One of the direct ancestors of the future baronets, Henry Gibbes (1563–1636), of Redcliffe Street, was a mayor of Bristol and an "alderman of the city". He married Anne Packer (1561–1631), of Cheltenham, and an engraved brass memorial commemorating them and their children can be seen in Bristol's Priory Church of St James. Twelve months before his death, an ailing Henry Gibbes had sent the youngest of his three sons, Philip, to the newly colonised West Indian island of Barbados to seek his fortune. He would be joined later on Barbados by some other members of his immediate family—as well as by representatives of the wider Gibbes clan. Barbados was in those days a proprietary colony of Great Britain. It became a refuge for Royalists.

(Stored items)
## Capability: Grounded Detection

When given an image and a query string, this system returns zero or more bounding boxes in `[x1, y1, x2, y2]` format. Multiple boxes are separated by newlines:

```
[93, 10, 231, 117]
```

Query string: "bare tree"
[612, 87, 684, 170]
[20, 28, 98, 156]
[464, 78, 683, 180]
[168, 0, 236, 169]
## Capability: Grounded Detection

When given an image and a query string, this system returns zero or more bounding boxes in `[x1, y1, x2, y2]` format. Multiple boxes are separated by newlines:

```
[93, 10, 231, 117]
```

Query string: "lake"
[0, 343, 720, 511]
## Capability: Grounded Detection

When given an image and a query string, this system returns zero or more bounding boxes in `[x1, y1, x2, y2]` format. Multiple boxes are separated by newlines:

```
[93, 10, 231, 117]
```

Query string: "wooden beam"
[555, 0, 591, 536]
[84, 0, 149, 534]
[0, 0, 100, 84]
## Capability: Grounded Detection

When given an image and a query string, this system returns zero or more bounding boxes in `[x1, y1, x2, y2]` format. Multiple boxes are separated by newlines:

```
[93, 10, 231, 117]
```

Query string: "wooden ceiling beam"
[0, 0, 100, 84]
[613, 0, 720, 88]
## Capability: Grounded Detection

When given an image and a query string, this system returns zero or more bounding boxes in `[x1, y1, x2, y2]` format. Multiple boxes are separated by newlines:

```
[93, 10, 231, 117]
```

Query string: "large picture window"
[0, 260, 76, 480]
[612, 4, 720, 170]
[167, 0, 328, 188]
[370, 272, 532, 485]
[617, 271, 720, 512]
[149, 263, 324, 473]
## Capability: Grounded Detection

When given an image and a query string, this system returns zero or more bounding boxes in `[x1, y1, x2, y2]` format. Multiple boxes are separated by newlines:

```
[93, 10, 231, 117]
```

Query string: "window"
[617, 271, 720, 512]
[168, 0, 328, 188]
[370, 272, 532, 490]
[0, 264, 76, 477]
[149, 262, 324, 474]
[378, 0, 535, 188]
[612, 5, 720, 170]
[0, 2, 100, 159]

* [Assignment 1] In the passage on Henry Gibbes, where can the engraved brass memorial to him and his family be seen?
* [Assignment 2] Go on with the passage on Henry Gibbes and his family from the point where it stops.

* [Written answer 1] In Bristol's Priory Church of St James.

* [Written answer 2]
Philip Gibbes was a supporter of the monarchy and a Cavalier by political and religious persuasion. He acquired land on Barbados' west coast and prospered through the propagation of sugarcane. He died at his plantation in St James Parish of a tropical fever in 1648; he had married a woman named Avis and founded an island dynasty: Sir Philip Gibbes, 1st Baronet was a great-grandson. The Gibbes family made their money by harvesting and milling bulk loads of sugarcane, using black slave labour, imported from Africa. They distilled and exported rum and participated in the Triangular Trade. Landmarks along the western coastline of Barbados such as Gibbes Beach, Gibbes Bay and the village of Gibbes still commemorate the family's name.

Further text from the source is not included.